Les 50 millions de dollars débloqués la semaine dernière en Conseil des ministres sont loin de laisser présager un déblocage de la crise des déchets.
Quelques jours à peine après le déblocage des fonds par le gouvernement pour l’exportation des déchets, de nouveaux scandales sont venus s’ajouter au dossier.
La société britannique Chinook, sélectionnée pour mener à bien l’opération, avait jusqu’au 29 janvier pour présenter la preuve de l’approbation de la Russie pour accueillir les déchets libanais.
Or, le gouvernement avait prolongé ce délai à fin février pour permettre à Chinook de présenter les documents originaux nécessaires au démarrage des opérations, se contentant, en attendant, de simples «copies» de ces papiers pour débloquer les 50 millions de dollars.

__________________________________________________

Actions requises:
1. Répondez à ces questions sur l'extrait consacré à la crise des déchets :
(a) Quelle somme le gouvernement a-t-il débloquée en Conseil des ministres ?
(b) Quelle société a été choisie pour mener l'opération ?
(c) Jusqu'à quand le délai accordé à cette société a-t-il été prolongé ?
2. Recopiez le passage de l'extrait sur la crise des déchets allant de « La société britannique » jusqu'à « millions de dollars. ».
Le matériel qui suit provient d'une autre source.

Données fournies:
__________________________________________________

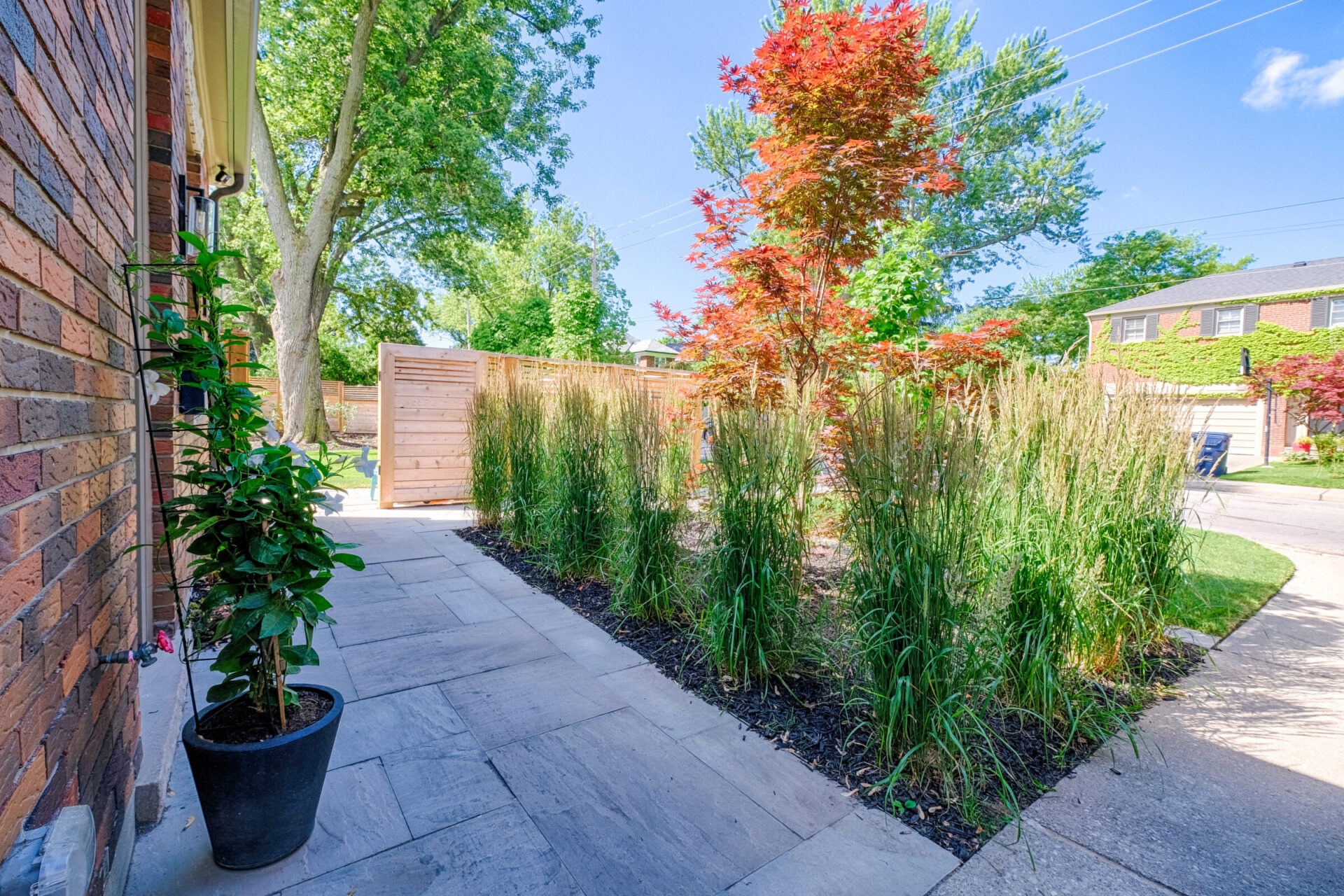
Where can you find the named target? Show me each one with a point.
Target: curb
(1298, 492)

__________________________________________________

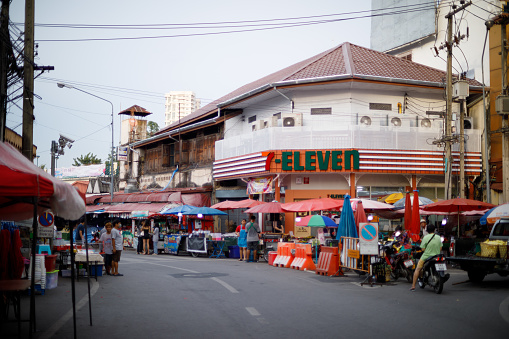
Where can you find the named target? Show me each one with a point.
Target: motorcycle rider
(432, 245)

__________________________________________________

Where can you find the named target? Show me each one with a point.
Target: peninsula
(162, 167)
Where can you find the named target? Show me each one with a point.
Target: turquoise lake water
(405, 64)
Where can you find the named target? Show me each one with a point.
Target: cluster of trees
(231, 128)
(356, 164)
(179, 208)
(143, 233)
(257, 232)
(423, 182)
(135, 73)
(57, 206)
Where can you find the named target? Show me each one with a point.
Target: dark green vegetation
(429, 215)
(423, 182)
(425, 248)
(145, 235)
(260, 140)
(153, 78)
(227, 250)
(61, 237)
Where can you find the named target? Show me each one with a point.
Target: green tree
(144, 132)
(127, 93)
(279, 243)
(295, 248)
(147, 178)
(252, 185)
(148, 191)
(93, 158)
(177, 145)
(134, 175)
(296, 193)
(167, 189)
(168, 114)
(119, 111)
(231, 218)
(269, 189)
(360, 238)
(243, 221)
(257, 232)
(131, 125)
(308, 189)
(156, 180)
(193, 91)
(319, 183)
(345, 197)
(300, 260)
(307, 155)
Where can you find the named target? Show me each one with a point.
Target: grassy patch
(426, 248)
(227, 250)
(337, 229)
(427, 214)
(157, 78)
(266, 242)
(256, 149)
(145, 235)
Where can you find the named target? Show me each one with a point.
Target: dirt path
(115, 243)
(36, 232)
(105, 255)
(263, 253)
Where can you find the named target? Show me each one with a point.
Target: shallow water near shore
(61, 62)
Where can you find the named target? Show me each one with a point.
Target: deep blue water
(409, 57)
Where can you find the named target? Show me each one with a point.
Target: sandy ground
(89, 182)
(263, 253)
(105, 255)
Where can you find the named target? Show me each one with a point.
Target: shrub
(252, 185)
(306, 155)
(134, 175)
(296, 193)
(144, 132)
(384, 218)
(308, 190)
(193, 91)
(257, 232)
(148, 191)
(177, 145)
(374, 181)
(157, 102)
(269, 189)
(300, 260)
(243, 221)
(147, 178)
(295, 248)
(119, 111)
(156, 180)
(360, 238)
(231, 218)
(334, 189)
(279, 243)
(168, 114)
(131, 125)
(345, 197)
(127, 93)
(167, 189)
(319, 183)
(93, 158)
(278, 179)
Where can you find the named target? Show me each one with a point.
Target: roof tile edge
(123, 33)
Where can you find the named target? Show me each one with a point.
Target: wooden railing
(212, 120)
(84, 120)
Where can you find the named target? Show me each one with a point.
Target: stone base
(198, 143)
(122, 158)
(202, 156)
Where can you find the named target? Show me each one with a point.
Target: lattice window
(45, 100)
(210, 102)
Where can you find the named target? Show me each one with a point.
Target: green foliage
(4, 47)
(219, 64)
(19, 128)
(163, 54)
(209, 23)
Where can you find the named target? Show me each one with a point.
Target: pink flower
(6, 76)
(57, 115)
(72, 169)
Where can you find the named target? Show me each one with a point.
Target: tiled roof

__________________________________________________

Réponses attendues:
1.
(a) 50 millions de dollars.
(b) La société britannique Chinook.
(c) Jusqu'à fin février.

2.
La société britannique Chinook, sélectionnée pour mener à bien l’opération, avait jusqu’au 29 janvier pour présenter la preuve de l’approbation de la Russie pour accueillir les déchets libanais.
Or, le gouvernement avait prolongé ce délai à fin février pour permettre à Chinook de présenter les documents originaux nécessaires au démarrage des opérations, se contentant, en attendant, de simples «copies» de ces papiers pour débloquer les 50 millions de dollars.